_Written exercise A:_
Answer these from the experimental-setup excerpt, one line each:
(i) What serves as the backbone graph encoder?
(ii) At what values are the perturbation bound, ascent step size, and ascent step fixed during hyper-parameter fine-tuning?
(iii) Which batch sizes are searched for ogbg-molhiv?
_Written exercise B:_
Carry on the experimental-setup excerpt past its last sentence.

_Excerpt provided:_
We choose GIN \citep{GIN} as the backbone graph encoder and the model is optimized through Adam optimizer. We follow \citep{GraphCL, GASSL, DGCL} to employ a linear SVM classifier for downstream task-specific classification. The graph augmentation operations used in our work are the same as \citep{GraphCL}, including node dropping, edge perturbation, attribute masking, and subgraph sampling, all of them are borrowed from the implementation of \citep{PyGCL}.  There are two specific hyper-parameters in our model, namely $\lambda_{r}$ and $\lambda_{a}$, the search space of them are $\left \{0.0, 1.0, 3.0, 5.0, 10.0 \right \}$ and $\left \{0.0, 0.25, 0.5, 0.75, 1.0 \right \}$, respectively. For other important hyper-parameters, we find the best value of learning rate from $\left \{0.01, 0.005, 0.001, 0.0005, 0.0001 \right \}$, embedding dimension from $\left \{32, 64, 128, 256, 512 \right \}$, number of GNN layers from $\left \{2, 3, 4, 5\right \}$, batch size from $\left \{32, 64, 128, 256, 512 \right \}$ (except for ogbg-molhiv $\left \{64, 128, 256, 512, 1024 \right \}$). Besides, we fix the perturbation bound $\epsilon$, ascent step size $\alpha$, and ascent step $T$ as 0.008, 0.008, and 5 during hyper-parameter fine-tuning. For the implementation details of transfer learning, we follow the pre-training setting of previous works~\citep{GraphCL}.

_Data provided:_
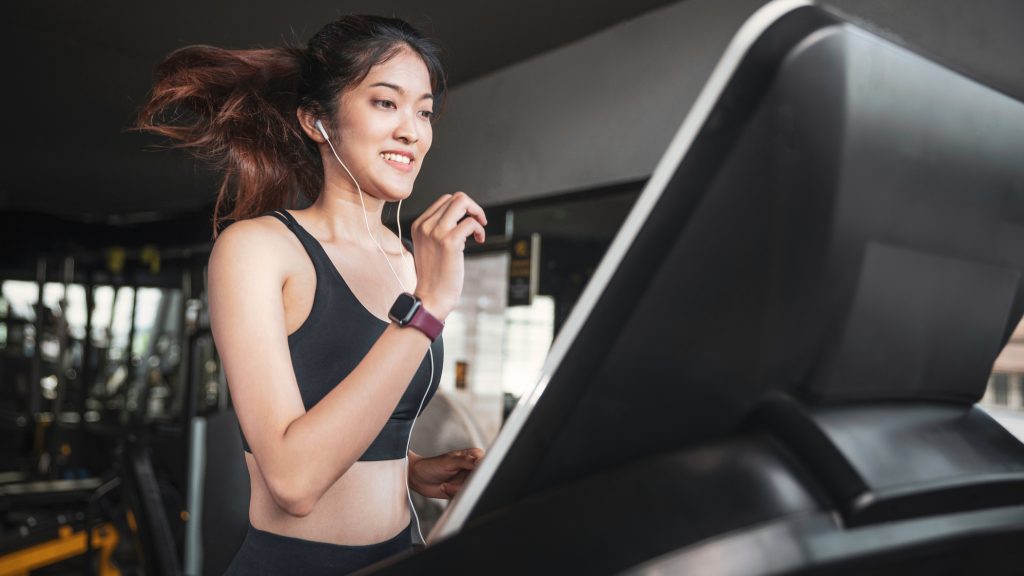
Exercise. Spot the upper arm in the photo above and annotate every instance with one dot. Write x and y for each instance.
(246, 275)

_Task result A:_
(i) GIN.
(ii) 0.008, 0.008, and 5, respectively.
(iii) 64, 128, 256, 512, and 1024.

_Task result B:_
\vspace{-0.1in}

\section{Proof}
\label{appendix: proof}
\vspace{-0.1in}
\subsection{Proof of Theorem 1}
\label{theorem: objective_appendix}

\textbf{Theorem 1. }
\textit{Suppose $f(\cdot)$ is a GNN encoder as powerful as 1-WL test. Let $g_{p}(\cdot)$ elicits only the augmentation information from $\mathbf{z}$ meanwhile $g_{c}(\cdot)$ extracts the essential factors of $G$ from $\mathbf{z}_{1}$ and $\mathbf{z}_{2}$. Then we have:}
\begin{equation}
I\left(t_{1}(G) ; \mathbf{z}_{2}^{c}, \mathbf{z}_{2}^{p}\right) \geq I\left( \mathbf{z}_{1}^{p} ; \mathbf{z}_{2}^{p}\right) \text { where } G \in \mathcal{G} \text{ and } t_{1}(\cdot), t_{2}(\cdot) \in \mathcal{T}.
\nonumber
\end{equation}

\textbf{Proof.} According to the assumption in Theorem \ref{theorem: objective}, for any two graphs $G, G^{\prime} \in \mathcal{G}$, if $G \cong G^{\prime}$ then we have $\mathbf{z}=\mathbf{z^{\prime}}$, where $\mathbf{z}=f(G)$ and $\mathbf{z^{\prime}}=f(G^{\prime})$. 

Besides, $\mathbf{z}^{p}=g_{p}(\mathbf{z})$ is specific to the predictive factors and $\mathbf{z}^{c}=g_{c}(\mathbf{z})$ is particular to the non-predictive factors, which means $\mathbf{z}^{p}$ and $\mathbf{z}^{c}$ are mutually excluded and $\mathbf{z}^{p} \sim G$. So we have, 
% are learned from the same augmented graph view $t(G)$ and they are disentangled (mutually excluded). thus they are independent and conditional independent:  
\begin{equation}
\begin{gathered}
    p\left(\mathbf{z}^{p}, \mathbf{z}^{c}\right) = p\left(\mathbf{z}^{p}\right)p\left(\mathbf{z}^{c}\right) \\
    p\left(\mathbf{z}^{p}, \mathbf{z}^{c} \mid t(G) \right) = p\left(\mathbf{z}^{p} \mid t(G) \right)p\left(\mathbf{z}^{c} \mid t(G) \right) .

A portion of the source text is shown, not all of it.